Work item =>
The answer must be every entry, given again word for word.

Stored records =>
----------------
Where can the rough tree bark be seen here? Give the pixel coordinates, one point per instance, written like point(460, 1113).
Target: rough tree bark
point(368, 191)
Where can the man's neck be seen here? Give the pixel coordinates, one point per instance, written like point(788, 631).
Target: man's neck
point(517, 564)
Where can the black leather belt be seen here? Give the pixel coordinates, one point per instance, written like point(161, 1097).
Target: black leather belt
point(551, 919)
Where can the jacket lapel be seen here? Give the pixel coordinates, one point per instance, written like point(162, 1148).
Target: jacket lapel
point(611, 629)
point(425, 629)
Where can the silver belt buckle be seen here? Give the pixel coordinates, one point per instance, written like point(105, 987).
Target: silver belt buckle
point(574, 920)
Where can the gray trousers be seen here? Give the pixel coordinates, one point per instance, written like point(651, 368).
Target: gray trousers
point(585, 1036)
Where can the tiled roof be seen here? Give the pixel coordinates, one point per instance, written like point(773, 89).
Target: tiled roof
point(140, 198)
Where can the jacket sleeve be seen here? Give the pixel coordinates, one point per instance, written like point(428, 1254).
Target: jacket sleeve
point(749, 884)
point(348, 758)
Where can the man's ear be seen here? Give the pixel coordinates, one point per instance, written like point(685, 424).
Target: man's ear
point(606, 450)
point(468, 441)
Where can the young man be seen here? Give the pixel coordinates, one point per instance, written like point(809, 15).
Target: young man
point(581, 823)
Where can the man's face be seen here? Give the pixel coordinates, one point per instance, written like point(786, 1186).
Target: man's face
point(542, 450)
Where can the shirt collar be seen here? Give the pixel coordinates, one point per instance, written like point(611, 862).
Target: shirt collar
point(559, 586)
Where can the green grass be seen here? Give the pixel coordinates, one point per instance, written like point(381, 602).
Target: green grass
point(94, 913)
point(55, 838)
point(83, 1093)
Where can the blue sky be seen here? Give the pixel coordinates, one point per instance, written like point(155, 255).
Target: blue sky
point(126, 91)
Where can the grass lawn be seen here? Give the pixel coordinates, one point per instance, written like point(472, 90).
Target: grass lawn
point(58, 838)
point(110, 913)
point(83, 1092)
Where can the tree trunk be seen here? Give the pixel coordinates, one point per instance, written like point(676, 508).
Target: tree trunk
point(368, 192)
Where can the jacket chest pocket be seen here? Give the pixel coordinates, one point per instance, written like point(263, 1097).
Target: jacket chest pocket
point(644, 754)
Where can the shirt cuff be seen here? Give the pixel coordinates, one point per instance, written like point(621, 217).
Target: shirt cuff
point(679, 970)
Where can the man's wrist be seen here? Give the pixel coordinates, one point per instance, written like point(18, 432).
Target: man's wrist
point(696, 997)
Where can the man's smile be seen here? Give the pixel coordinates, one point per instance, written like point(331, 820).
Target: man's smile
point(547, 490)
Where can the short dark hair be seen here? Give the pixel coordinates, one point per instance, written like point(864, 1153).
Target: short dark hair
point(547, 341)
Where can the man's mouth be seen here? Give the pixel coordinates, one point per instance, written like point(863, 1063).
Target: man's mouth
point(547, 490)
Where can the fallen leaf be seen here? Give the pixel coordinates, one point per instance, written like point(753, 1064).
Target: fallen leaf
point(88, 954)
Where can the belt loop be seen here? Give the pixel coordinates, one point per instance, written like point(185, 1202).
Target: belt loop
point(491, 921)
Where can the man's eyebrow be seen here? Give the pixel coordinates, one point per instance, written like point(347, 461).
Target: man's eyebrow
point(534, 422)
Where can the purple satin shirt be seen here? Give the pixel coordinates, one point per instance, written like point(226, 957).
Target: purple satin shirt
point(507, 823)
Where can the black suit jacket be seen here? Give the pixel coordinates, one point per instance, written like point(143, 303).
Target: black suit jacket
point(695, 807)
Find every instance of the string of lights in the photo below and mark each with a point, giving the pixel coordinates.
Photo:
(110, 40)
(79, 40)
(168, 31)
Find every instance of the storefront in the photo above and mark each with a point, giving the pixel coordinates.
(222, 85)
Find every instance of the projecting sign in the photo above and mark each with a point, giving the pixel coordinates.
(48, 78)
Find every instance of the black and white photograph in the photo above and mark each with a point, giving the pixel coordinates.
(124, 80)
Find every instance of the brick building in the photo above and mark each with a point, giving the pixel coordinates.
----------------
Solved exercise =>
Where can the rough tree bark be seen here? Give the pixel coordinates, one point per instance, written like point(460, 1113).
Target: rough tree bark
point(368, 191)
Where can the man's neck be seen here? Give the pixel coordinates, one point per instance, written like point(788, 631).
Target: man's neck
point(517, 564)
Where can the black leather belt be seen here? Give the pixel coordinates, one point per instance, written like point(161, 1097).
Target: black leather belt
point(551, 919)
Where can the jacket lapel be seen here? Give the pixel coordinates, one point per instance, written like point(162, 1148).
Target: jacket lapel
point(611, 629)
point(425, 629)
Where can the silver belt buckle be seen here? Give the pixel coordinates, one point per instance, written like point(105, 987).
Target: silver belt buckle
point(574, 920)
Where can the gray trousers be seen here? Give the pixel coordinates, one point per instance, written like point(651, 368).
Target: gray trousers
point(585, 1036)
Where can the tiled roof be seen here? Give the pixel coordinates, one point per instance, written like point(773, 89).
Target: tiled roof
point(140, 198)
Where can the jacket sleeve be seen here? Give the pixel coordinates, one point per instance, written like point(428, 1254).
Target: jacket sleeve
point(749, 884)
point(348, 758)
Where can the man's ear be seen here? Give the pixel coordinates, one point per instance, written like point(685, 424).
Target: man's ear
point(606, 450)
point(468, 441)
Where can the young man be seen here? Give the pixel coordinates, one point per instance, written like point(809, 15).
Target: young man
point(581, 823)
Where can the man's face be seen here? Give the pixel coordinates, one point per instance, written like point(786, 1186).
Target: man's face
point(542, 450)
Where can the shirt collar be seen here? Give the pixel coordinates, one point per instance, written like point(611, 862).
Target: shirt collar
point(559, 586)
Where can the green grass be seen here? Give the pixel coordinates, one point per instance, written like point(381, 602).
Target: green grass
point(94, 913)
point(55, 838)
point(83, 1093)
Where can the blue sky be seen here? Give the pixel coordinates, one point per instance, written like point(155, 255).
Target: blue sky
point(126, 91)
Where can the grass lawn be seen here? Give the pixel coordinates, one point per instance, written like point(472, 90).
Target: grass lawn
point(58, 838)
point(110, 913)
point(83, 1092)
Where can the tree trunk be seen here? Give the pixel coordinates, one point per instance, written like point(676, 508).
Target: tree trunk
point(368, 192)
Where can the jacket chest pocket be seen here? Give the pixel coordinates, one point per instance, written like point(263, 1097).
Target: jacket chest pocket
point(644, 754)
Where can the shirt cuff be seen here? Give the pixel coordinates, one point per instance, written like point(621, 217).
Target: shirt cuff
point(679, 970)
Where can the man's wrist be seen here? Give the pixel coordinates, one point per instance, written like point(18, 432).
Target: man's wrist
point(696, 997)
Where can the man's smile be seen here? Give the pixel coordinates, one point per instance, written like point(331, 820).
Target: man's smile
point(547, 490)
Where can the short dark hair be seen here? Give the pixel coordinates, one point per instance, written like point(864, 1153).
Target: short dark hair
point(547, 341)
Where can the man's mouth be seen here? Give the pixel coordinates, one point per instance, written like point(863, 1063).
Target: man's mouth
point(547, 490)
Where can the fallen leaf be seen here? Give the pixel coordinates, one point per instance, written like point(753, 1064).
Target: fallen leaf
point(88, 954)
Where can the belt loop be seen here? Give the pixel coordinates, one point per instance, written like point(185, 1202).
Target: belt loop
point(491, 921)
Where can the man's eyebrow be seen here? Give the pixel coordinates, one point per instance, written like point(347, 461).
Target: man's eyebrow
point(534, 422)
Where can the purple satin shirt be seen here? Give the pixel coordinates, one point per instance, written like point(226, 957).
Target: purple satin shirt
point(507, 823)
Where can the black suit jacket be seen here? Give the pixel coordinates, one point per instance, written like point(143, 303).
Target: black suit jacket
point(695, 807)
Find every instance of the string of lights in the photo below and mark each with a point, giving the pixel coordinates.
Photo:
(110, 40)
(79, 40)
(168, 31)
Find every instance of the storefront in the photo above and mark each with a point, giving the pixel coordinates.
(222, 85)
Find every instance of the projecting sign in the photo above and mark each with a point, giving the pixel coordinates.
(48, 78)
Find every instance of the black and white photograph in the photo above and mark each with a point, giving the pixel coordinates.
(124, 80)
Find every instance of the brick building in the photo above and mark each with a point, giving the pixel coordinates.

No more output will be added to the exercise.